Extracted records:
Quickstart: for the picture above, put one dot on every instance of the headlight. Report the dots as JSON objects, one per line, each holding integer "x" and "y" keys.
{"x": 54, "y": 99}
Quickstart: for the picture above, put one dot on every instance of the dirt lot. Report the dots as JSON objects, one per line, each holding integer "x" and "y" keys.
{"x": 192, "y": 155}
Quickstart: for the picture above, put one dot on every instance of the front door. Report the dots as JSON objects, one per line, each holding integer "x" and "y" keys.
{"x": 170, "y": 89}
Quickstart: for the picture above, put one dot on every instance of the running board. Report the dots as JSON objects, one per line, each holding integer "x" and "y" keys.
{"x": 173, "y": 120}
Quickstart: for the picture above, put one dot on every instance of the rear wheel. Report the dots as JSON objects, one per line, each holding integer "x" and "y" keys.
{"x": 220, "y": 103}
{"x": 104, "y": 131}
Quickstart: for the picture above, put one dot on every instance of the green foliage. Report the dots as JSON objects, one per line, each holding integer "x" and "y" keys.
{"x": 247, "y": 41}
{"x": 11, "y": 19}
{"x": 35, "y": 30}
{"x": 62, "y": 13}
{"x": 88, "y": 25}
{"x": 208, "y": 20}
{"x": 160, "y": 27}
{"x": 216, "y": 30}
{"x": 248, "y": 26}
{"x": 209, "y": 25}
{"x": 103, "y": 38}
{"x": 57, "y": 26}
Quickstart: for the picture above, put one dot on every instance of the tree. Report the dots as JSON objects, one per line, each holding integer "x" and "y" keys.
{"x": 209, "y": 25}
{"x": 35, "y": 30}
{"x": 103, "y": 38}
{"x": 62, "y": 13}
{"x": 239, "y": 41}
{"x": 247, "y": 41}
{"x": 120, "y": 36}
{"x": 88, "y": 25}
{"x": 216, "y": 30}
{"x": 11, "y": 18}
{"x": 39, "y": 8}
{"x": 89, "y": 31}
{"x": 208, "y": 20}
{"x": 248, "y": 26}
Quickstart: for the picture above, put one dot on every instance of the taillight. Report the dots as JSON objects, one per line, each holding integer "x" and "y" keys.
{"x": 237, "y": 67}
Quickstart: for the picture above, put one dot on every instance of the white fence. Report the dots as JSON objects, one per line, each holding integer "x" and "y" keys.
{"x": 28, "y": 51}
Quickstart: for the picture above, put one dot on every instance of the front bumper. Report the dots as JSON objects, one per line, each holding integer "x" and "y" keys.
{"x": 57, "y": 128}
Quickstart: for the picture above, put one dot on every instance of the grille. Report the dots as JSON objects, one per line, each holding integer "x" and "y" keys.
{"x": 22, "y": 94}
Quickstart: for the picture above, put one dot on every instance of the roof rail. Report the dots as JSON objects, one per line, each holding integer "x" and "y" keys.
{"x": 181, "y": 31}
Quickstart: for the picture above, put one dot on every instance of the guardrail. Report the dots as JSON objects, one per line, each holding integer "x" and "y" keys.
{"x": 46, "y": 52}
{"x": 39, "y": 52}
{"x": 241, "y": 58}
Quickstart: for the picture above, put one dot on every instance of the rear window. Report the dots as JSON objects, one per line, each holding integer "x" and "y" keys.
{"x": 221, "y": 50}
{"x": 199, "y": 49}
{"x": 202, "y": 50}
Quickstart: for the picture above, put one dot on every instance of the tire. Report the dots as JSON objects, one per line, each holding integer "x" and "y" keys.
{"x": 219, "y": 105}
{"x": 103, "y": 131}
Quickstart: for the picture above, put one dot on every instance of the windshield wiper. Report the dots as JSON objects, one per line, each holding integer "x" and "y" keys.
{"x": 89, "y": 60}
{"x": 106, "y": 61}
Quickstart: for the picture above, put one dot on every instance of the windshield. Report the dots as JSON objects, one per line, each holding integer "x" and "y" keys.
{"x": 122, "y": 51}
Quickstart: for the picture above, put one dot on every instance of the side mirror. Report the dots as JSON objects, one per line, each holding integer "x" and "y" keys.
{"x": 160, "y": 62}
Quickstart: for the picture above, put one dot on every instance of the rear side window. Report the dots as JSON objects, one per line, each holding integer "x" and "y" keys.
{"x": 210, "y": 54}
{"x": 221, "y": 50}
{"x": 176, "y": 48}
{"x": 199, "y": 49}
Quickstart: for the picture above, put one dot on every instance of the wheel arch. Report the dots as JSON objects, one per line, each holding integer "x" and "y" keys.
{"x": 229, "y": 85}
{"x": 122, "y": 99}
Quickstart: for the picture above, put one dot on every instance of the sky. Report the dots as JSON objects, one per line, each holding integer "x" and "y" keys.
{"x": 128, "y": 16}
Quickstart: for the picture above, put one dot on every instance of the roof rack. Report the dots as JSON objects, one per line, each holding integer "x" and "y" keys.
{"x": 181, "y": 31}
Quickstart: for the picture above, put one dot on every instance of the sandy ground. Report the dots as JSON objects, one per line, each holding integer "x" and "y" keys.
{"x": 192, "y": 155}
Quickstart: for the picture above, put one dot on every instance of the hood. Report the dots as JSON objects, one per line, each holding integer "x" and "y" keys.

* * *

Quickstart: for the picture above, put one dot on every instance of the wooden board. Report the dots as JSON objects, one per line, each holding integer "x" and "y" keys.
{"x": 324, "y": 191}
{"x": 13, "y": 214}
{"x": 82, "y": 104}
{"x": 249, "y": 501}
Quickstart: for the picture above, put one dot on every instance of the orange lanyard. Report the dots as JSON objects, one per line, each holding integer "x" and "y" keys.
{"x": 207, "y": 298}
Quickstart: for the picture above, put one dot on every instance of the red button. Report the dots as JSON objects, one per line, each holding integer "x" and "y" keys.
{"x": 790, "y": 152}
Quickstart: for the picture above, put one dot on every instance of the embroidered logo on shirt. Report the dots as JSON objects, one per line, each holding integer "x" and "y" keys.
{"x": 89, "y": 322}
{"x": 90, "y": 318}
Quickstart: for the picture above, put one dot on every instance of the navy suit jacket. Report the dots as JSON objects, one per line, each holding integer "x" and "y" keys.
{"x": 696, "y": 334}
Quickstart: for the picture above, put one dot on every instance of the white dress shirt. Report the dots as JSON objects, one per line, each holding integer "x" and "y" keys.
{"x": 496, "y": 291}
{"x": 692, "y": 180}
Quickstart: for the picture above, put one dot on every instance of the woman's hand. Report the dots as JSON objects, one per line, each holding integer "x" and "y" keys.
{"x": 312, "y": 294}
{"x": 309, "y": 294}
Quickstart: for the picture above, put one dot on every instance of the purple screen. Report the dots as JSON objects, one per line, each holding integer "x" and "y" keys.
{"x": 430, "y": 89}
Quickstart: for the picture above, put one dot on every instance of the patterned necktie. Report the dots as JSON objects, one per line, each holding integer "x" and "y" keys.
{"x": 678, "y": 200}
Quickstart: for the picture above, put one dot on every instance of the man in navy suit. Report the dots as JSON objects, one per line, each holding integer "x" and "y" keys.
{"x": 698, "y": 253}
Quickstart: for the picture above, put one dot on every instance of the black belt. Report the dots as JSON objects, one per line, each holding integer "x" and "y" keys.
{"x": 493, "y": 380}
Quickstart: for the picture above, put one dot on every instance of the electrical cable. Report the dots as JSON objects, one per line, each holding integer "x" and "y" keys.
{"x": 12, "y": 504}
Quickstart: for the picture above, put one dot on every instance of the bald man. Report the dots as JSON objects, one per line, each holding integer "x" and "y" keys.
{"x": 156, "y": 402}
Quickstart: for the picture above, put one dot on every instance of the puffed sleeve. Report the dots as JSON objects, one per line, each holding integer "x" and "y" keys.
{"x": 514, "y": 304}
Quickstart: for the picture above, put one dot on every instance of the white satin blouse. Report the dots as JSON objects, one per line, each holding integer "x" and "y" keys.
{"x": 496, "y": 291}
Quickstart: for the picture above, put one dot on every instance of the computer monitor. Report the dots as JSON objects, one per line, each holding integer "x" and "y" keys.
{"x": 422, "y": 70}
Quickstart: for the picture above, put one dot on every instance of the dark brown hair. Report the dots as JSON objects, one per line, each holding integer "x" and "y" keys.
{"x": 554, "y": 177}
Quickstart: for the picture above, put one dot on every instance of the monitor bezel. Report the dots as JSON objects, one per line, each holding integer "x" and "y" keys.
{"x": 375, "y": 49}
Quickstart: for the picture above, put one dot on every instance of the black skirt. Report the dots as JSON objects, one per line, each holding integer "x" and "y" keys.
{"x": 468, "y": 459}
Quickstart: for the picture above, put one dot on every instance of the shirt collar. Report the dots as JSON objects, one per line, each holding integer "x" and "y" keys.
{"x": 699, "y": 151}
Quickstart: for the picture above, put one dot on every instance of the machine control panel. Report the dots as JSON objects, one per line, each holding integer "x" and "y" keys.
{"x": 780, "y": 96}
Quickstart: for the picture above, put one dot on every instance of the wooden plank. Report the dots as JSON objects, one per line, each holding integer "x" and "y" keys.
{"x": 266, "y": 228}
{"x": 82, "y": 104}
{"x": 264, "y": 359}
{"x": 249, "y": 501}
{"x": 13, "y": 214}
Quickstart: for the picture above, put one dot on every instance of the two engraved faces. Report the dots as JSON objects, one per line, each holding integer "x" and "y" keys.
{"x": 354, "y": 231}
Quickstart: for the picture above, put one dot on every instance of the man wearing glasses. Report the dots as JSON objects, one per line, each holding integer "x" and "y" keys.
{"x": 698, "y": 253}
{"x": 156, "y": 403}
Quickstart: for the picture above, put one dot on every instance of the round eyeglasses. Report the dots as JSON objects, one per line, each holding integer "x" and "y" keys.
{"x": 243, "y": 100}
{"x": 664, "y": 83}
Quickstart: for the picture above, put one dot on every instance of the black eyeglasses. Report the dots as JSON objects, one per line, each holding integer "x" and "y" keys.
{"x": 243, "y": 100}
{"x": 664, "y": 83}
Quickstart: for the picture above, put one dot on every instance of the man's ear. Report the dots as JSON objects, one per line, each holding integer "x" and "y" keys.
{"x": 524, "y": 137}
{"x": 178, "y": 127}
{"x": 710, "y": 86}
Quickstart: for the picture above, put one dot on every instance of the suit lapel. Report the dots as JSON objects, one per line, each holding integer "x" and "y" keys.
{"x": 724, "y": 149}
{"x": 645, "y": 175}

---

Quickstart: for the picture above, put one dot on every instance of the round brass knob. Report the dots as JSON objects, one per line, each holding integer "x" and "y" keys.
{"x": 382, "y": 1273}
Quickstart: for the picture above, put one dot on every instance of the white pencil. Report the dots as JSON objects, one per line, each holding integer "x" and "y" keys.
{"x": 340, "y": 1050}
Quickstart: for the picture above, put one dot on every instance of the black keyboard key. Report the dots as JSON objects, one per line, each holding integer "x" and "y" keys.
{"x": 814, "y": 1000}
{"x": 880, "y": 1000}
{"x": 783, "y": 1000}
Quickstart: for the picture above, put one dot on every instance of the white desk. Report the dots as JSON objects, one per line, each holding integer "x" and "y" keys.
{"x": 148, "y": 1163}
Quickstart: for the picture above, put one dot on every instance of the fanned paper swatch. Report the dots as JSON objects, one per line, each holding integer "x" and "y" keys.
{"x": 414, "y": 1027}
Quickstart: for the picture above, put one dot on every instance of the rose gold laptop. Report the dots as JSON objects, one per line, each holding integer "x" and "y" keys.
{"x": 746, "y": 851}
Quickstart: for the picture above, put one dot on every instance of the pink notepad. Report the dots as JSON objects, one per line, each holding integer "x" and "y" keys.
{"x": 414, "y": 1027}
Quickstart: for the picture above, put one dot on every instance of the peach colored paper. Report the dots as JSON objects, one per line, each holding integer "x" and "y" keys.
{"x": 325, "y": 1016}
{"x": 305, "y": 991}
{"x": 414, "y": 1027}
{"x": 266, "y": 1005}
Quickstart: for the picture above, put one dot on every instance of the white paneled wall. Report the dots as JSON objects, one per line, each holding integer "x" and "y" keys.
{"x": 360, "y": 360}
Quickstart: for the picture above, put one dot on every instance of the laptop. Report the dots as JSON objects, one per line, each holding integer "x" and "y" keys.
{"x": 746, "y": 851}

**WHAT YOU NEED TO DO:**
Find every line in the records above that contains the string "paper", with case counting, and copy each of those lines.

**RESPONSE TO THE EXERCISE:**
Quickstart: for the picture above, put one dot on every instance of the fanned paper swatch. Report the dots as JSON objects, one per line, each holding integer "x" and "y" keys.
Quickstart: for the picture above, put one dot on every instance of the peach colored paper. Report the dots as JSON objects, one per line, each holding integer "x" and "y" keys.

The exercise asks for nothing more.